■ **DIRECTIONS FOR THIS TASK**: Exactly as they appear, copy the lines of the listing from the one containing "the stone pavement" through the final line, both included, and nothing else.

■ **GIVEN RECORDS**:

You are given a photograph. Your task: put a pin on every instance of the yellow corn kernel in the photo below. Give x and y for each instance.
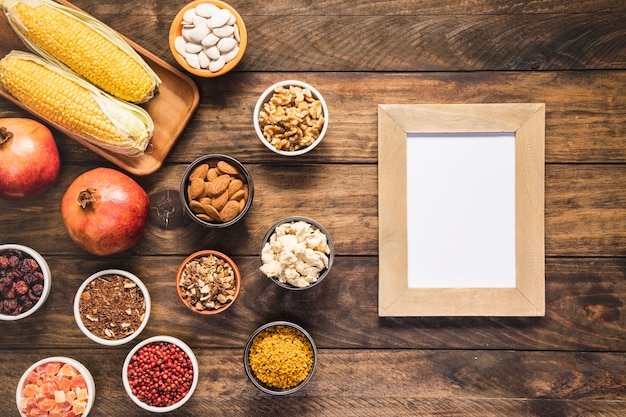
(85, 45)
(76, 105)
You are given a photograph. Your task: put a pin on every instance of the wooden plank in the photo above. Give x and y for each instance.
(585, 214)
(589, 129)
(393, 382)
(585, 301)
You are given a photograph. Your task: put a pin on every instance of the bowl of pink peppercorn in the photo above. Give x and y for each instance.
(160, 374)
(25, 281)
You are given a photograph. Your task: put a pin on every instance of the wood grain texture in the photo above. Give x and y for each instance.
(569, 55)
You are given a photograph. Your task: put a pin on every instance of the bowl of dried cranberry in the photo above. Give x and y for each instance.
(25, 281)
(160, 374)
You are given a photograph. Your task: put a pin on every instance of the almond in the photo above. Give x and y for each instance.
(212, 174)
(230, 211)
(212, 212)
(196, 188)
(220, 201)
(239, 195)
(219, 185)
(224, 167)
(199, 172)
(234, 186)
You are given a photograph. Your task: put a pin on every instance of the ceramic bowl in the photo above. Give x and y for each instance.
(176, 31)
(204, 216)
(183, 288)
(39, 287)
(267, 95)
(114, 339)
(255, 356)
(166, 340)
(59, 366)
(314, 225)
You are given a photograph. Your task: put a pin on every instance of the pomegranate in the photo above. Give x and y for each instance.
(105, 211)
(29, 158)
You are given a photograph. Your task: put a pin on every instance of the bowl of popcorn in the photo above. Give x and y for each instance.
(216, 191)
(56, 386)
(297, 253)
(291, 118)
(160, 374)
(208, 282)
(112, 307)
(208, 38)
(25, 281)
(280, 358)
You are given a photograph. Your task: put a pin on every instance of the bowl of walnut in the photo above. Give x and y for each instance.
(291, 118)
(216, 191)
(25, 281)
(208, 282)
(297, 253)
(112, 307)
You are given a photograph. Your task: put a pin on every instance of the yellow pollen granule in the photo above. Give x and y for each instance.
(281, 357)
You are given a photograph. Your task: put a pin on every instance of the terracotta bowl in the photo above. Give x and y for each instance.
(183, 289)
(24, 252)
(176, 30)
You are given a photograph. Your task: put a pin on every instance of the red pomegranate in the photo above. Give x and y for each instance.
(105, 211)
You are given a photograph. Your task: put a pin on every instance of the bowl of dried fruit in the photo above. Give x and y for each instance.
(297, 253)
(112, 307)
(291, 118)
(208, 38)
(216, 191)
(160, 374)
(56, 386)
(280, 358)
(208, 282)
(25, 281)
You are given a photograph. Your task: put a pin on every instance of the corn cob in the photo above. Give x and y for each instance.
(85, 45)
(76, 105)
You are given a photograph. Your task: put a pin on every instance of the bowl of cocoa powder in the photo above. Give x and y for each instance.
(112, 307)
(25, 281)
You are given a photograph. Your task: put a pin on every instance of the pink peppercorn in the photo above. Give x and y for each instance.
(152, 368)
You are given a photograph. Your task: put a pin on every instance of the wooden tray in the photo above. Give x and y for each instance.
(171, 109)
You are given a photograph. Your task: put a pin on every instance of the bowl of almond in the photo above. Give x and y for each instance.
(216, 191)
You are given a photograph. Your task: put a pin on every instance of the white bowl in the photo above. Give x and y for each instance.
(47, 280)
(181, 345)
(267, 94)
(91, 386)
(80, 322)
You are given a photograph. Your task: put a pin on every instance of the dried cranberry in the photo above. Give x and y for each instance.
(37, 290)
(21, 287)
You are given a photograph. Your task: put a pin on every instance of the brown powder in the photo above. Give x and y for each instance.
(112, 307)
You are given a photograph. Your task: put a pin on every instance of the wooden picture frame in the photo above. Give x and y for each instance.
(526, 121)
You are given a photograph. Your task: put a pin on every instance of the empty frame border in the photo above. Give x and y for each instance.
(527, 122)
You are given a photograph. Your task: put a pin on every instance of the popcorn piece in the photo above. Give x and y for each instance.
(296, 253)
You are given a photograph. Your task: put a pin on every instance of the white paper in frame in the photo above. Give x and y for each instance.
(461, 209)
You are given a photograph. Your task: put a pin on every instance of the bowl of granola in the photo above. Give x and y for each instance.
(112, 307)
(208, 282)
(291, 118)
(297, 253)
(25, 281)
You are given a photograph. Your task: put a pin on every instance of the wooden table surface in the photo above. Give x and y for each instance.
(572, 362)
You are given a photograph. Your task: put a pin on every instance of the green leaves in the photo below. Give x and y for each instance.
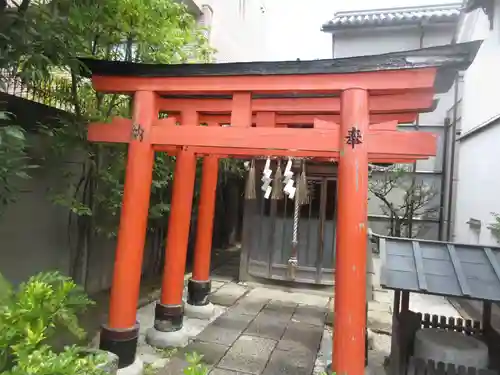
(14, 163)
(30, 315)
(195, 366)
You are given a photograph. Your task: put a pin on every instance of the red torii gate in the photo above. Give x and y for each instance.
(360, 84)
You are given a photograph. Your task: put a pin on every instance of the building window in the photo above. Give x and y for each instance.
(474, 231)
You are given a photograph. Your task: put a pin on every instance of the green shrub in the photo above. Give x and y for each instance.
(30, 315)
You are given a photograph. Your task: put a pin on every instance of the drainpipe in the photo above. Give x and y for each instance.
(417, 126)
(333, 45)
(452, 158)
(444, 174)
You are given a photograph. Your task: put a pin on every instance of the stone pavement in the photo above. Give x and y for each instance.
(273, 330)
(258, 336)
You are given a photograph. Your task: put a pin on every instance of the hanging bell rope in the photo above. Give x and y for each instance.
(302, 190)
(277, 193)
(250, 185)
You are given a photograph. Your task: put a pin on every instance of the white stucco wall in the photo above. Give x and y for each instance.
(482, 76)
(478, 177)
(478, 186)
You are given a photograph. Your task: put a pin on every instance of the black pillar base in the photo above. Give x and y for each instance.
(168, 318)
(198, 292)
(122, 342)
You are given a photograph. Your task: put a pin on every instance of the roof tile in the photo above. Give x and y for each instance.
(383, 17)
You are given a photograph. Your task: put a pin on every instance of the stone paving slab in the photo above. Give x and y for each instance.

■ **EXERCISE RESULT**:
You are given a photograph. Your task: put a pin on every instance of the stone pavement in the photo above. Give x and y for each instance.
(273, 330)
(258, 336)
You are given a photograph. Your task: put a pin on every instance of the hanging bell rope in the photo above. Give x and y for each instance.
(302, 190)
(277, 193)
(250, 185)
You are given a photograph. Your task: put a pin on every instance of the white stucco wall in the photo above. Give x and y for each instance.
(482, 76)
(478, 177)
(478, 186)
You are given a photograph. Your task: put a pin on every instance of the black pillar base in the photo above. Give x and y for each instance.
(168, 318)
(198, 292)
(122, 342)
You are given a photograph. Your task: put a pin on every instance of the roof tile in the photo above. Give x and y for each instance.
(383, 17)
You are given a photograph. Your task: put a pin on every instance of the stone paving slab in the photo above. Give x and y for each instance.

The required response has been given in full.